Work to be completed: Please copy every line of the records, beginning at the line that contains "the reflection of mountain" and stopping after the last line of the records. Increase each coordinate in the answers by 137 and leave all other lines unchanged.

Listed records:
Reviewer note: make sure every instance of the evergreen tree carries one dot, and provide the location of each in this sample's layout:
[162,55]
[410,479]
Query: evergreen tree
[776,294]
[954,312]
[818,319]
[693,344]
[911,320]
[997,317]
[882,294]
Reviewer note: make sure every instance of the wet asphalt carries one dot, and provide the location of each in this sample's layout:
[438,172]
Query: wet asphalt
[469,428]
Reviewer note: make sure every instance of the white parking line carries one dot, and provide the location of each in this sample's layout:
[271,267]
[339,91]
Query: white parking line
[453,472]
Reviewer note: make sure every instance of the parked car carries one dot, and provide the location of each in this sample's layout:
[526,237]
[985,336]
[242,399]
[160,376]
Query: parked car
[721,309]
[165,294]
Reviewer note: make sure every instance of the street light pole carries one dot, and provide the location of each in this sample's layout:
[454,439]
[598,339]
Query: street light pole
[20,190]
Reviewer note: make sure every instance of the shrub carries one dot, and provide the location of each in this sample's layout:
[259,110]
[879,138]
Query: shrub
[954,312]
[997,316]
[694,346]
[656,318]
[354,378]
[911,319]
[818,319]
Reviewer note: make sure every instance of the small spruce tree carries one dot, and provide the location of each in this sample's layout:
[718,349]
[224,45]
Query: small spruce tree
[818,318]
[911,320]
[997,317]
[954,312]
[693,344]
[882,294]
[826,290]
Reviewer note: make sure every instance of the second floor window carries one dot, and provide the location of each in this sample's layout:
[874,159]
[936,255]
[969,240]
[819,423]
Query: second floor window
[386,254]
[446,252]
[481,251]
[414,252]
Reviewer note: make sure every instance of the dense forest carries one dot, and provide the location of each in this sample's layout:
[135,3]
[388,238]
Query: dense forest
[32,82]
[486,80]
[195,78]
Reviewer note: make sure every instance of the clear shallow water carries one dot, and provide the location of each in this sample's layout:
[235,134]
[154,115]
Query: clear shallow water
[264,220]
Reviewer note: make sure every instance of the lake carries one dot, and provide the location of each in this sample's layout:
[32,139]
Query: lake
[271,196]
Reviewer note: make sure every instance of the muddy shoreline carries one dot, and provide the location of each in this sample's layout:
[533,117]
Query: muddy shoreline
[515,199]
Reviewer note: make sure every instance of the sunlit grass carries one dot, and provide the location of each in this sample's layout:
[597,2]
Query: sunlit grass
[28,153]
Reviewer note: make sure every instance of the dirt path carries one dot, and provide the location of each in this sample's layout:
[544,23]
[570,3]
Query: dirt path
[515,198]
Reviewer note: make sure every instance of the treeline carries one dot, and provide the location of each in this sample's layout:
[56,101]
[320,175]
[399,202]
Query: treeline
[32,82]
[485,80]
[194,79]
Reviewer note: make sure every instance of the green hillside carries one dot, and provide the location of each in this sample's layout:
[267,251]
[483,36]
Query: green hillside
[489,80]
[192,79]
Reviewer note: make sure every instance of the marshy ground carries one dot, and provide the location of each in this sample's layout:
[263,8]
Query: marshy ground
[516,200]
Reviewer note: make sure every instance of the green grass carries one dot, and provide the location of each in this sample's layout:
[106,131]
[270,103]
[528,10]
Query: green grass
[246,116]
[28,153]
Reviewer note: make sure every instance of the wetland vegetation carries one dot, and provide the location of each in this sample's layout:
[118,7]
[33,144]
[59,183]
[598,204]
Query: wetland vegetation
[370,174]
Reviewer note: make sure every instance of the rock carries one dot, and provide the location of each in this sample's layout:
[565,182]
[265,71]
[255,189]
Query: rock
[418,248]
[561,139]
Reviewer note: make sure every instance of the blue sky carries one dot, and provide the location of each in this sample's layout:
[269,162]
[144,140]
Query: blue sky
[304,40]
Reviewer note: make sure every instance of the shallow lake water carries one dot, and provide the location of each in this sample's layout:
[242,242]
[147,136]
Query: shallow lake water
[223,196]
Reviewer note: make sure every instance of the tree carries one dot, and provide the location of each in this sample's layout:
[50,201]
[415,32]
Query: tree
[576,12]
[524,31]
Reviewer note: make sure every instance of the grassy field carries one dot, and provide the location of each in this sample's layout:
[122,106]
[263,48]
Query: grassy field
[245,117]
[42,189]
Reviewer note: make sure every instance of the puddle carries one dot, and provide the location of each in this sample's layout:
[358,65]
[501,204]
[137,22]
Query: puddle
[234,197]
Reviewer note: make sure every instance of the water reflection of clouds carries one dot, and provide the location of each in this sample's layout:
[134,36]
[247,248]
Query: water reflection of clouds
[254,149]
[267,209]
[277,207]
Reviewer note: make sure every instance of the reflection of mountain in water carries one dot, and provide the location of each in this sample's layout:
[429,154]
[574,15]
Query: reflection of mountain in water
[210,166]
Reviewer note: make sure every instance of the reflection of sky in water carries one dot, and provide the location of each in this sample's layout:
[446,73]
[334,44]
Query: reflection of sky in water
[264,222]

Correct result:
Reviewer note: make sure every instance of the reflection of mountain in water carries one dot, and provide the location of each in this sample's layout:
[429,154]
[574,15]
Query: reflection of mountain in water
[347,303]
Reviewer note: make sure every instance of the reflection of sky in water carries one dot, and provide the location of each in this sample's layout:
[446,73]
[334,44]
Query: reflection of sky in water
[401,359]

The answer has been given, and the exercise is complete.